*DATA FOR THIS TASK:*

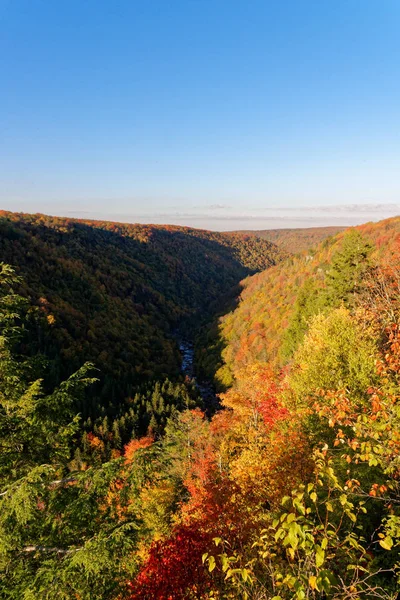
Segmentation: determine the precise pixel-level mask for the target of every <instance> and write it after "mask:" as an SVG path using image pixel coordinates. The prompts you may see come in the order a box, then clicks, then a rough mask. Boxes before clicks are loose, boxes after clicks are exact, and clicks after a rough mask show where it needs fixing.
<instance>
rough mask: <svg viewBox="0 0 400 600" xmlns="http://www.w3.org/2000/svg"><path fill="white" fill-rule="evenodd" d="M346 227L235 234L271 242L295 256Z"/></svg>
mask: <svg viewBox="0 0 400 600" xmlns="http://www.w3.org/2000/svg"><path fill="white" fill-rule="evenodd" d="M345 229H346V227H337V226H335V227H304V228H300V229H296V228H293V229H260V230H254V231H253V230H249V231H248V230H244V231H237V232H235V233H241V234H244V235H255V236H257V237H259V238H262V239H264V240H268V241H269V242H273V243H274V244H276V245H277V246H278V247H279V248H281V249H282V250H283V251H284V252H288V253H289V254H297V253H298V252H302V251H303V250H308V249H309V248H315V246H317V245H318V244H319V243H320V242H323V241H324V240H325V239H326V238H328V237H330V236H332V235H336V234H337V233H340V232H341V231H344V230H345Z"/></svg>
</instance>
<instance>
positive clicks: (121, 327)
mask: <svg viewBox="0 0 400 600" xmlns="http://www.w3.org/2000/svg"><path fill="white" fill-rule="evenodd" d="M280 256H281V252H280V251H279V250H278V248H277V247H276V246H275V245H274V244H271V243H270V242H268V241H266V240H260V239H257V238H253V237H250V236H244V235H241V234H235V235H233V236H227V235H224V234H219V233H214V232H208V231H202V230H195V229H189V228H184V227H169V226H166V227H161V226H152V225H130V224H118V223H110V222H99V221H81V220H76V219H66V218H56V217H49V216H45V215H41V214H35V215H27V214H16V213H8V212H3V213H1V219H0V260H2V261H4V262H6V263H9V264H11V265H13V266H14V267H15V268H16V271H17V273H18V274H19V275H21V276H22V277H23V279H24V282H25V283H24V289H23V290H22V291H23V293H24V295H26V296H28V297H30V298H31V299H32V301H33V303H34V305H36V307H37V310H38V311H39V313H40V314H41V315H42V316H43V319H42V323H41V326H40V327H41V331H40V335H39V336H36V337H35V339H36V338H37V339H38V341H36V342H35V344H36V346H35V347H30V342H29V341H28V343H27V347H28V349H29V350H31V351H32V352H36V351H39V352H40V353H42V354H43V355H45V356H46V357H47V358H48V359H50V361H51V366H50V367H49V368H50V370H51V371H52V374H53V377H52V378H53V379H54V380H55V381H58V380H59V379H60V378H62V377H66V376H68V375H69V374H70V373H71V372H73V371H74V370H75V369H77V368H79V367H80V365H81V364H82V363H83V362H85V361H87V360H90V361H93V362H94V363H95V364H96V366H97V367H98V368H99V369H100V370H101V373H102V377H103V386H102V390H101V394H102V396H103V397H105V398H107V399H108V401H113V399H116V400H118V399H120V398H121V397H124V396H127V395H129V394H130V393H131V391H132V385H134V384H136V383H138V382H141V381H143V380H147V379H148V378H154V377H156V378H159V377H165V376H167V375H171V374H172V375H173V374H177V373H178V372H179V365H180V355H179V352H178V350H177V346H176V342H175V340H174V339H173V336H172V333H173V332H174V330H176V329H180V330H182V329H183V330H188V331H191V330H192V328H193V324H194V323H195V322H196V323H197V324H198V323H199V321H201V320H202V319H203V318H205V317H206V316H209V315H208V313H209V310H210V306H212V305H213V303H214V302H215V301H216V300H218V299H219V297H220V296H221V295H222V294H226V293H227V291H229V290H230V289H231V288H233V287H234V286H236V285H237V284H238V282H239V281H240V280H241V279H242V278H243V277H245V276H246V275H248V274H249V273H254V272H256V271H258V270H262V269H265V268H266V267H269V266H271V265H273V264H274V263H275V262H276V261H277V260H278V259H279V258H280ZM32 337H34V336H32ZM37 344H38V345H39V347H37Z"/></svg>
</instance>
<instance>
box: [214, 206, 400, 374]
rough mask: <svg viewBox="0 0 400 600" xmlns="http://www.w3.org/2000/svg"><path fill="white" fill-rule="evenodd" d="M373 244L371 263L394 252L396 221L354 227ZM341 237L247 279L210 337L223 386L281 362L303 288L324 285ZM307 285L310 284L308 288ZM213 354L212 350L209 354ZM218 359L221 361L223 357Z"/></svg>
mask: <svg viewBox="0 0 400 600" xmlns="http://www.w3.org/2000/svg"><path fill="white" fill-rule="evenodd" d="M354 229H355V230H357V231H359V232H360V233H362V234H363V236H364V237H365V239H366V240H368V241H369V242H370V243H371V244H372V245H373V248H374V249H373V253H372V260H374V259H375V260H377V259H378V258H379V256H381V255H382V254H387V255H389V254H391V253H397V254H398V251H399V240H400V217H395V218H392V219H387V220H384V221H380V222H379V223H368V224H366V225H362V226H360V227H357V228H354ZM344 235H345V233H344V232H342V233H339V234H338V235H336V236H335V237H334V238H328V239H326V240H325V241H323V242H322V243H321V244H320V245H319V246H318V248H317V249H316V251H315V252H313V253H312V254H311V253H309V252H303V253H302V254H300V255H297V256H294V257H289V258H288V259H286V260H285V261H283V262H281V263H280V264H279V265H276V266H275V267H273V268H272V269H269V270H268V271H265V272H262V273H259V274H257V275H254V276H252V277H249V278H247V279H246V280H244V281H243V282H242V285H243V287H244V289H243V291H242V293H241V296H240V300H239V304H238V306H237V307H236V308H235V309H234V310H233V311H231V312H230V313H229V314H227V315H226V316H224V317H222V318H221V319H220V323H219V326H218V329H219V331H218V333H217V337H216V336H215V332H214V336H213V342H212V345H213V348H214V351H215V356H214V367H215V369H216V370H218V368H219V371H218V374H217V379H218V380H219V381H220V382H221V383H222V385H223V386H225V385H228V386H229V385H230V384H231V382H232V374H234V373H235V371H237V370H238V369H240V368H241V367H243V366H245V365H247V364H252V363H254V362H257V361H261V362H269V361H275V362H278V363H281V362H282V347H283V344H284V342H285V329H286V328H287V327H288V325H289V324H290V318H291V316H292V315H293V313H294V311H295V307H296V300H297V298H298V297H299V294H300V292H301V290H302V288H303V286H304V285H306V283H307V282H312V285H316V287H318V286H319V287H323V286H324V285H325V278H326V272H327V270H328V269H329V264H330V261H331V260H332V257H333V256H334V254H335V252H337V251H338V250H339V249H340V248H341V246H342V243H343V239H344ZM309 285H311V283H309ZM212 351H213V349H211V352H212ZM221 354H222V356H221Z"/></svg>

*GOAL OF THE EXERCISE:* What you give back should match the entries above exactly, except that pictures are dropped.

*COMPLETED TASK:*
Segmentation: determine the precise pixel-level mask for the target of every <instance> and write it after "mask:" as an SVG path using image pixel coordinates. The prompts you may see come in the order a box, then clicks, then a rough mask. Boxes before clicks are loose, boxes after clicks are exact, and clicks after a rough mask show where it needs fixing.
<instance>
rough mask: <svg viewBox="0 0 400 600" xmlns="http://www.w3.org/2000/svg"><path fill="white" fill-rule="evenodd" d="M346 227L235 234L271 242L295 256Z"/></svg>
mask: <svg viewBox="0 0 400 600" xmlns="http://www.w3.org/2000/svg"><path fill="white" fill-rule="evenodd" d="M345 229H346V227H337V226H335V227H304V228H300V229H296V228H293V229H260V230H254V231H253V230H249V231H248V230H244V231H237V232H235V233H241V234H244V235H255V236H257V237H259V238H262V239H264V240H268V241H269V242H273V243H274V244H276V245H277V246H278V247H279V248H281V249H282V250H283V251H284V252H288V253H289V254H297V253H298V252H302V251H303V250H308V249H309V248H315V246H317V245H318V244H319V243H320V242H323V241H324V240H325V239H326V238H328V237H330V236H332V235H336V234H337V233H340V232H341V231H344V230H345Z"/></svg>
</instance>
<instance>
positive clicks: (121, 327)
mask: <svg viewBox="0 0 400 600" xmlns="http://www.w3.org/2000/svg"><path fill="white" fill-rule="evenodd" d="M280 256H281V252H280V251H279V250H278V248H277V247H276V246H275V245H274V244H271V243H270V242H268V241H266V240H260V239H257V238H253V237H250V236H244V235H241V234H235V235H233V236H227V235H224V234H219V233H214V232H208V231H202V230H195V229H189V228H184V227H169V226H166V227H161V226H152V225H130V224H118V223H110V222H99V221H81V220H76V219H66V218H56V217H49V216H45V215H41V214H35V215H27V214H16V213H8V212H3V213H1V219H0V260H2V261H4V262H6V263H9V264H11V265H13V266H14V267H15V268H16V271H17V273H18V274H19V275H21V276H22V277H23V279H24V282H25V283H24V289H23V290H22V291H23V293H24V295H26V296H28V297H30V298H31V299H32V301H33V303H34V305H36V307H37V310H38V311H39V313H40V314H41V315H42V316H43V319H42V323H41V326H40V327H41V331H40V335H39V336H36V337H35V339H36V338H37V339H38V341H36V342H35V344H36V346H35V347H30V342H29V341H28V343H27V347H28V349H29V350H31V351H32V352H36V351H39V352H40V353H42V354H43V355H45V356H46V357H47V358H48V359H50V361H51V366H50V367H49V368H50V370H51V371H52V374H53V377H52V378H53V379H54V380H55V381H58V380H59V379H60V378H62V377H66V376H68V375H69V374H70V373H71V372H73V371H74V370H75V369H77V368H79V367H80V365H81V364H82V363H83V362H85V361H87V360H90V361H93V362H94V363H95V364H96V366H97V367H98V368H99V369H100V370H101V373H102V377H103V386H102V390H101V394H102V396H103V397H105V398H107V399H108V401H113V399H116V400H118V399H120V398H121V397H124V396H127V395H129V394H130V393H131V391H132V385H134V384H136V383H138V382H141V381H143V380H147V379H148V378H154V377H156V378H159V377H165V376H167V375H171V374H172V375H173V374H177V373H178V372H179V365H180V355H179V352H178V350H177V346H176V342H175V340H174V339H173V336H172V333H173V332H174V330H176V329H180V330H182V329H183V330H188V331H191V330H192V328H193V324H194V323H195V322H196V323H197V324H198V323H199V321H201V320H202V319H203V318H205V317H206V316H209V315H208V313H209V310H210V306H212V305H213V303H214V302H215V301H216V300H218V299H219V297H220V296H221V295H222V294H226V293H227V291H229V290H230V289H231V288H233V287H234V286H236V285H237V284H238V282H239V281H240V280H241V279H242V278H243V277H245V276H246V275H248V274H249V273H254V272H256V271H258V270H262V269H265V268H266V267H269V266H271V265H273V264H274V263H275V262H276V261H277V260H278V259H279V258H280ZM32 337H34V336H32ZM37 344H38V345H39V347H37Z"/></svg>
</instance>
<instance>
box: [214, 206, 400, 374]
rough mask: <svg viewBox="0 0 400 600" xmlns="http://www.w3.org/2000/svg"><path fill="white" fill-rule="evenodd" d="M373 244L371 263L394 252L396 221L354 227ZM341 237L247 279L210 337L223 386L281 362L303 288L324 285ZM307 285L310 284L308 288ZM213 354L212 350L209 354ZM218 359L221 361L223 357Z"/></svg>
mask: <svg viewBox="0 0 400 600" xmlns="http://www.w3.org/2000/svg"><path fill="white" fill-rule="evenodd" d="M354 229H355V230H357V231H359V232H360V233H362V234H363V236H364V237H365V239H366V240H368V241H369V242H370V243H371V244H372V245H373V248H374V249H373V253H372V260H374V259H375V260H377V259H378V258H379V256H381V255H382V254H387V255H389V254H391V253H397V254H398V251H399V240H400V217H395V218H392V219H387V220H384V221H380V222H379V223H368V224H366V225H362V226H360V227H357V228H354ZM344 235H345V233H344V232H342V233H339V234H338V235H336V236H335V237H334V238H328V239H326V240H325V241H323V242H322V243H321V244H320V245H319V246H318V248H317V249H316V251H315V252H313V253H312V254H311V253H309V252H303V253H302V254H300V255H297V256H294V257H289V258H288V259H286V260H285V261H283V262H281V263H280V264H279V265H276V266H275V267H273V268H272V269H269V270H268V271H265V272H262V273H259V274H257V275H254V276H252V277H249V278H247V279H246V280H244V281H243V282H242V285H243V287H244V289H243V291H242V293H241V296H240V300H239V304H238V306H237V307H236V308H235V309H234V310H233V311H231V312H230V313H229V314H227V315H226V316H224V317H222V318H221V319H220V323H219V326H218V329H219V331H218V333H217V337H216V336H215V332H214V336H213V342H212V345H213V348H214V351H215V356H214V367H215V369H216V370H218V368H219V371H218V374H217V379H218V380H219V381H220V382H221V383H222V385H223V386H225V385H228V386H229V385H230V384H231V382H232V374H234V373H235V371H237V370H238V369H240V368H241V367H243V366H245V365H247V364H252V363H254V362H257V361H261V362H269V361H275V362H278V363H281V362H282V347H283V344H284V342H285V329H286V328H287V327H288V325H289V324H290V318H291V316H292V315H293V313H294V311H295V307H296V300H297V298H298V297H299V294H300V292H301V290H302V288H303V286H304V285H306V283H307V282H312V285H316V287H318V286H319V287H323V286H324V285H325V278H326V272H327V270H328V269H329V264H330V261H331V260H332V257H333V256H334V254H335V252H337V251H338V250H339V249H340V248H341V246H342V243H343V239H344ZM309 285H311V283H309ZM212 351H213V349H211V352H212ZM221 354H222V356H221Z"/></svg>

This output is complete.